TO DO:
Can you update the items from the line with "One point belongs on each instance of the goalkeeper crest" up to and including the line with "(1027, 358)", swapping "dot" for "mark" and leaving everything else unchanged? Give back only those lines.

RECORD EXCERPTS:
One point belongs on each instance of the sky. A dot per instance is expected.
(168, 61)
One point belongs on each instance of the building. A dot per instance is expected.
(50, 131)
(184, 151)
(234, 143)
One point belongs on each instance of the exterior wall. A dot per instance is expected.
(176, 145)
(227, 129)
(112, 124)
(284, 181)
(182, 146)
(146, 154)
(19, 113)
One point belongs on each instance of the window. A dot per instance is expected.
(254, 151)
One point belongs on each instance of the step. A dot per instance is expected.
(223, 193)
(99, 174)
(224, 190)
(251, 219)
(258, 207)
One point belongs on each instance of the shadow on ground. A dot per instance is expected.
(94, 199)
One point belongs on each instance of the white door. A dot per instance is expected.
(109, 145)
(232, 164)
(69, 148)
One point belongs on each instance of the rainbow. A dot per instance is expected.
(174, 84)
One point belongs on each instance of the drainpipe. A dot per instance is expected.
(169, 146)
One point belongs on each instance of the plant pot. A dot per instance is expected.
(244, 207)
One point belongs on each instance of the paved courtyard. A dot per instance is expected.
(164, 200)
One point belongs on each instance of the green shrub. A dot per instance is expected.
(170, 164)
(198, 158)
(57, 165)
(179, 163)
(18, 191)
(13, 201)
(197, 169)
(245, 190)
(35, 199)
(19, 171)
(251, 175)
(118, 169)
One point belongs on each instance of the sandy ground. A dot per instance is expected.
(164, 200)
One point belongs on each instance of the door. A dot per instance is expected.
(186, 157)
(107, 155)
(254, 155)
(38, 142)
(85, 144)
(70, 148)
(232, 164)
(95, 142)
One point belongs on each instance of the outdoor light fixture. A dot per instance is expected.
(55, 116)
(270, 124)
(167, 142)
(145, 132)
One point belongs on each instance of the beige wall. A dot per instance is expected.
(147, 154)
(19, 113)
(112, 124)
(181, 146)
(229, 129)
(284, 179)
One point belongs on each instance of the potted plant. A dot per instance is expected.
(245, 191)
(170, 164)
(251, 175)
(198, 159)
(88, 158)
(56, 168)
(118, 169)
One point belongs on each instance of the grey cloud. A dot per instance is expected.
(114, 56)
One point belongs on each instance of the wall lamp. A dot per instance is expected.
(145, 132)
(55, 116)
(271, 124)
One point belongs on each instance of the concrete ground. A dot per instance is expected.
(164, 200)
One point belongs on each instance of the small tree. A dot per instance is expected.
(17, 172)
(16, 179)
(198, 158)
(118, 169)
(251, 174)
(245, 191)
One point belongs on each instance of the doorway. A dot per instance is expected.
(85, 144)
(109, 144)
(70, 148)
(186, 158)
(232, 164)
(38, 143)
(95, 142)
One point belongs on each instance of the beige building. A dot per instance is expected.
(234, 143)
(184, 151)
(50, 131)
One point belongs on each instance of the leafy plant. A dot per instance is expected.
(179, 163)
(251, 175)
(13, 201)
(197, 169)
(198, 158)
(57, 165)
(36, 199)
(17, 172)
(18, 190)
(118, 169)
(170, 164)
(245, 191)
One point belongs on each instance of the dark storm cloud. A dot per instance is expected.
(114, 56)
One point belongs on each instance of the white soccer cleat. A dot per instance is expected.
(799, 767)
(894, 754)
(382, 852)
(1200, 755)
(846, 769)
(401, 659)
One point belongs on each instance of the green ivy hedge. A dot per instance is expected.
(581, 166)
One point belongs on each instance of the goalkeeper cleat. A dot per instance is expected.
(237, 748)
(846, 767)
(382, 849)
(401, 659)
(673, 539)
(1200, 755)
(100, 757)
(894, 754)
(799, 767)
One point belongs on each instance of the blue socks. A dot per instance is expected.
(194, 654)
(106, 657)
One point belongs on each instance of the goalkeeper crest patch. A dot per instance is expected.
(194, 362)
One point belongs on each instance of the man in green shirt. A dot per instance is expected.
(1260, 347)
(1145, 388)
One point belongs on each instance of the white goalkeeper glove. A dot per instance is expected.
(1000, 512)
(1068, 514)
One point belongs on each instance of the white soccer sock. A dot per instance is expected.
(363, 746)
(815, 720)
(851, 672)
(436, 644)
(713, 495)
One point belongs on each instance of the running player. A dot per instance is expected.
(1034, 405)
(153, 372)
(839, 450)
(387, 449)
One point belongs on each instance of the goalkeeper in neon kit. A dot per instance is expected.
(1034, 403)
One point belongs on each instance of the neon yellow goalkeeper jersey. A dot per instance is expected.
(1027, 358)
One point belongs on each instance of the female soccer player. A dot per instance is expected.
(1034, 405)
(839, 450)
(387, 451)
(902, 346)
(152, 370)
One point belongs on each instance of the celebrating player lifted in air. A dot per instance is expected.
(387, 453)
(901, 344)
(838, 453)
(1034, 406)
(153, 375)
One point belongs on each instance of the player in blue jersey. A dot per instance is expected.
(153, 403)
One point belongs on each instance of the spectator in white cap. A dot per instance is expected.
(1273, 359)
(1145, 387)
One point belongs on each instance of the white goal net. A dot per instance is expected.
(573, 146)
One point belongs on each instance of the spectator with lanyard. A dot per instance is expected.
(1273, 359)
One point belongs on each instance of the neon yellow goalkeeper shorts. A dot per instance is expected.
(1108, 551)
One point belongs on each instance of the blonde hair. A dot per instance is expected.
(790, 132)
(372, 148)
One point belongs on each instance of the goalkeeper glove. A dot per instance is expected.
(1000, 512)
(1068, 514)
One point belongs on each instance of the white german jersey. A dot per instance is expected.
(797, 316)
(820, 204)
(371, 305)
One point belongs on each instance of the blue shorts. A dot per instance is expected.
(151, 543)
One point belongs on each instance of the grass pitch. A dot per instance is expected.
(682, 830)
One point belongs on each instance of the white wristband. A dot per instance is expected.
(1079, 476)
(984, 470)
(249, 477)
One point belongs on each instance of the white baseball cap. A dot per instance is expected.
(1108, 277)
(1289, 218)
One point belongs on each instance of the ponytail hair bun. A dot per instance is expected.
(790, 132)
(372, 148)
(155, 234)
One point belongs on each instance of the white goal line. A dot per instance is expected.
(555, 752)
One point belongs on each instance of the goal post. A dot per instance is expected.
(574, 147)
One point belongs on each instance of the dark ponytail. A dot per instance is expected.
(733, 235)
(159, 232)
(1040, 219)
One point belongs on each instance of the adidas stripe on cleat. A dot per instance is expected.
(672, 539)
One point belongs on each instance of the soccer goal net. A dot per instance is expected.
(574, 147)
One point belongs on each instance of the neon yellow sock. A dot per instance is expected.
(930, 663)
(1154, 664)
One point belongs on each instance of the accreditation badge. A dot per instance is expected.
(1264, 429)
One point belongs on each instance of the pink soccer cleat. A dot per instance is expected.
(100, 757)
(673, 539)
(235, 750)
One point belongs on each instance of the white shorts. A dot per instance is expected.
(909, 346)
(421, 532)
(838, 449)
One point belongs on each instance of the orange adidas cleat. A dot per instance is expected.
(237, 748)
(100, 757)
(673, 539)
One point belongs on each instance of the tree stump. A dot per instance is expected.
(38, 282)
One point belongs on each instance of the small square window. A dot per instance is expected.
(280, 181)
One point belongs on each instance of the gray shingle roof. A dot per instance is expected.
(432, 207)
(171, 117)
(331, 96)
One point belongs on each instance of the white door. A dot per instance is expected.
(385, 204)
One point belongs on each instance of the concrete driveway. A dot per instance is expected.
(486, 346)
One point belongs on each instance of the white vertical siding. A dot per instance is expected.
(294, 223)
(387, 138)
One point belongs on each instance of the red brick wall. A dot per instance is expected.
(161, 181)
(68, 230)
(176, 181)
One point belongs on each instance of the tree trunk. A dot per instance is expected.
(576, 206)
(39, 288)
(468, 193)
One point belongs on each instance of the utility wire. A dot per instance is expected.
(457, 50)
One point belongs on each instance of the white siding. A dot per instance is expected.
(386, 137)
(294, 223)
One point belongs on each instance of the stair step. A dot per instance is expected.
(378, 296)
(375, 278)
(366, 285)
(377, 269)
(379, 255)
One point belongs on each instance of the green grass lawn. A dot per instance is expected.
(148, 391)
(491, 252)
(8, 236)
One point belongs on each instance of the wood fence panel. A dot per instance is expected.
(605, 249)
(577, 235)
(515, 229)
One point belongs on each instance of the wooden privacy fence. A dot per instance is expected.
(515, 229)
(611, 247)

WRITTEN RESPONSE:
One point belongs on each instance of the goalkeeper crest patch. A mark per instance is expected.
(194, 362)
One point belongs on each instance of the man in green shirt. A mark per instance is expected.
(1260, 347)
(1145, 388)
One point belongs on each instance of the white goalkeeper glove. A mark per instance is expected.
(1000, 512)
(1068, 514)
One point belongs on each instance of the white soccer sock. A mark per instance is expected.
(363, 746)
(815, 720)
(851, 672)
(436, 644)
(713, 495)
One point belongs on each instance of the running player. A mark per instance is expected.
(1034, 405)
(153, 372)
(839, 450)
(387, 449)
One point belongs on each instance of the goalkeeper in neon kit. A mark per instance is expected.
(1034, 403)
One point belongs on each instance of the neon yellow goalkeeper jersey. A mark per instance is expected.
(1027, 358)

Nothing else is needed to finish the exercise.